CONSIGNE 1 | Selon l'article sur les inculpations à Monaco, quel jour Christophe Haget et Patrick Fusari ont-ils été inculpés ?
CONSIGNE 2 | Poursuivez l'article sur les inculpations à Monaco à partir de sa dernière phrase.
==== EXTRAIT CHOISI ====
Séisme judiciaire à Monaco : les policiers se rassemblent pour soutenir leurs chefs

Rédigé par Notre équipe le 09 novembre 2018.

Justice Monaco

Après l’appareil judiciaire monégasque, ce sont deux hauts gradés de la police du Rocher, très respectés par leurs collègues, qui ont été inculpés par le juge Levrault. Sous le choc, une centaine de policiers se sont rassemblés de manière spontanée pour soutenir leurs chefs.

Du jamais vu à Monaco. À la suite du milliardaire d’origine russe Dmitri Rybolovlev, qui a été, avec son avocate, Tetiana Bersheda, inculpé mercredi 7 novembre au terme de sa garde à vue, c’est presque l’ensemble de l’ancien appareil judiciaire monégasque qui a été inculpé par le juge Édouard Levrault.

Philippe Narmino, ex-directeur des services judiciaires (l’équivalent du ministre de la Justice en France), a ainsi été inculpé pour « trafic d’influence actif, trafic d’influence passif, corruption passive, violation du secret de l’instruction et/ou du secret professionnel » ; par ailleurs, son épouse et son fils ont aussi été inculpés. Paul Masseron, l’ancien conseiller de gouvernement de l’Intérieur (l’équivalent du ministre de l’Intérieur en France), écope quant à lui des mêmes chefs d’inculpation que son ex-collègue, à l’exception du trafic d’influence passif.

Les policiers monégasques sous le choc

Mais ce qui choque sur le Rocher, ce ne sont pas tant les inculpations d’hommes politiques que celles qui ont visé… deux policiers. Christophe Haget, l’emblématique patron de la police judiciaire (PJ) monégasque, et son adjoint Patrick Fusari, ont en effet tous deux été inculpés jeudi 8 novembre pour « trafic d’influence passif, corruption passive, violation du secret de l’instruction et/ou du secret professionnel ». Deux policiers d’élite inculpés, c’est une première à Monaco. Les deux hommes écopent qui plus est d’un contrôle judiciaire particulièrement sévère, qui leur impose de « s’abstenir de fréquenter les locaux de la Sûreté publique et d’exercer toute fonction d’officier de police judiciaire ». Des mesures aussi incompréhensibles qu’humiliantes pour leurs collègues policiers.
==== ENREGISTREMENTS AFFICHÉS ====
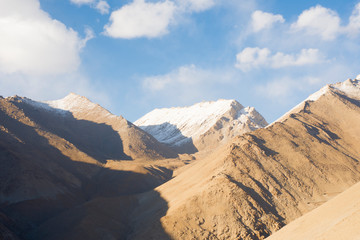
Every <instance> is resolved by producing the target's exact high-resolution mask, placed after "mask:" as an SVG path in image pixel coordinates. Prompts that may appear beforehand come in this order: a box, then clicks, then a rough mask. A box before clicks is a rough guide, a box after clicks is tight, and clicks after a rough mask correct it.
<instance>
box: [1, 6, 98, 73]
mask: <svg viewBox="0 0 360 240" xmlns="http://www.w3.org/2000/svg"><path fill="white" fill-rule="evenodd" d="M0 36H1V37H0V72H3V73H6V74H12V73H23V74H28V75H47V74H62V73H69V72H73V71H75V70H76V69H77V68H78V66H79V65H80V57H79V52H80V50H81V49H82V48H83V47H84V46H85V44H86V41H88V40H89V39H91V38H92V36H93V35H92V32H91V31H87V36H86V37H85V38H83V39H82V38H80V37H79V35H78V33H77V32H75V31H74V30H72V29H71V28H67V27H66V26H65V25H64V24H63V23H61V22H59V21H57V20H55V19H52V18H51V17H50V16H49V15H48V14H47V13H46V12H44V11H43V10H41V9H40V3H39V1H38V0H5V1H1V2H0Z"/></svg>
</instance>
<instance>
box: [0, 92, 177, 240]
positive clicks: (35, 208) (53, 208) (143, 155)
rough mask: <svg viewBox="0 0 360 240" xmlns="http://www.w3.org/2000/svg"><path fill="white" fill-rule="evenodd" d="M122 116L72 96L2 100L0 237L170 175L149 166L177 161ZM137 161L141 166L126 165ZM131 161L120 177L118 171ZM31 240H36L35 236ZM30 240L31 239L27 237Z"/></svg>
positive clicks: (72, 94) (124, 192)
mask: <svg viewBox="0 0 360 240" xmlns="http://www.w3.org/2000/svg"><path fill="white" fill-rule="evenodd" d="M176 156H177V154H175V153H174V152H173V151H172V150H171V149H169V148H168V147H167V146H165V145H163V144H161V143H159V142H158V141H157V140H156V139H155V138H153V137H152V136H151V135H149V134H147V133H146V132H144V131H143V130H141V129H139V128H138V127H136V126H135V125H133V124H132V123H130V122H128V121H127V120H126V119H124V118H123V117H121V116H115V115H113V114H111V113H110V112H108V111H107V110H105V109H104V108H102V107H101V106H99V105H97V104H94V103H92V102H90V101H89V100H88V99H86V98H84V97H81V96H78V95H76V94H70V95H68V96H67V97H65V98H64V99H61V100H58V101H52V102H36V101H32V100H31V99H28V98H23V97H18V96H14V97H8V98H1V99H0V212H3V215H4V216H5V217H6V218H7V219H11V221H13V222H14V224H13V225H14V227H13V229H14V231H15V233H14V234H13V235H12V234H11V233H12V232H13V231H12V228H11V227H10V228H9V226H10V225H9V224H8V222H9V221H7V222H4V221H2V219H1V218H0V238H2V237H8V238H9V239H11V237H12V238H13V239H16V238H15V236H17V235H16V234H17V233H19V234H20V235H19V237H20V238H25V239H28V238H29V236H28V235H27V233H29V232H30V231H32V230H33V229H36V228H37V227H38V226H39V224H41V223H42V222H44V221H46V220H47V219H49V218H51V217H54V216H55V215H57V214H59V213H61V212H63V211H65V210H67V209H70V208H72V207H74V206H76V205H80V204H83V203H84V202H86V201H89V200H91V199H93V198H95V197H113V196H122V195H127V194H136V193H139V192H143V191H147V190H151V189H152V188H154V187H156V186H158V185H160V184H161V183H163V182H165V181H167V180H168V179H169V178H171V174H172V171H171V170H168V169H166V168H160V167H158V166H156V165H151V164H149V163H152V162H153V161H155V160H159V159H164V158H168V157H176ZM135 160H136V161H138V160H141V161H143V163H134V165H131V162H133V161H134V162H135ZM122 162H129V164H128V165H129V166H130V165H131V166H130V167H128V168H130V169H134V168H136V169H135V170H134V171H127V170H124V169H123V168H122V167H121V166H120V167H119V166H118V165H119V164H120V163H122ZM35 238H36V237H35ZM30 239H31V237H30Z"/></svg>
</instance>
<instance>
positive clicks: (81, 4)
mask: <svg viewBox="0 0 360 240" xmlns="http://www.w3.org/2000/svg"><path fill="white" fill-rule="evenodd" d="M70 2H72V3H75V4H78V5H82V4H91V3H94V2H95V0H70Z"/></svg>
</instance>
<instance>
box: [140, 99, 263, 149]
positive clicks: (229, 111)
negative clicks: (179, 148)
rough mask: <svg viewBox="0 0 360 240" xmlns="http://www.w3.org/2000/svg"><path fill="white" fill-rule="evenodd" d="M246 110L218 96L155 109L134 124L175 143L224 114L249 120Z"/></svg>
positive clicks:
====
RÉPONSE 1 | Le jeudi 8 novembre.

RÉPONSE 2 |
En réaction, ceux-ci s’étaient rassemblés en masse — et visiblement en colère — pour attendre la sortie de leurs chefs. Jeudi, une centaine d’hommes de la Sûreté publique (dont l’ancien patron, Régis Asso, a également été inculpé) s’étaient en effet réunis, en civil, le visage fermé, devant le Palais de justice de Monaco. Lorsque Christophe Haget et Patrick Fusari sont finalement apparus, un véritable tonnerre d’applaudissements les a accueillis, en témoignage du profond respect que ces deux policiers inspirent à leurs collègues.

Seule voix discordante, celle de Franck Michel, l’avocat du marchand d’art et ancien intermédiaire de Dmitri Rybolovlev, Yves Bouvier. Présent sur les lieux du rassemblement, celui-ci a estimé que les policiers monégasques soutiennent leurs collègues « sans savoir pourquoi ils étaient poursuivis, puisqu’ils n’ont pas accès au dossier ».

Un tel rassemblement improvisé des forces de l’ordre est tout à fait inédit au sein de la Principauté́. Il témoigne, à tout le moins, de ce que cette série d’inculpations spectaculaires jette de trouble parmi les Monégasques. Une escalade judiciaire qui va laisser des traces sur le Rocher.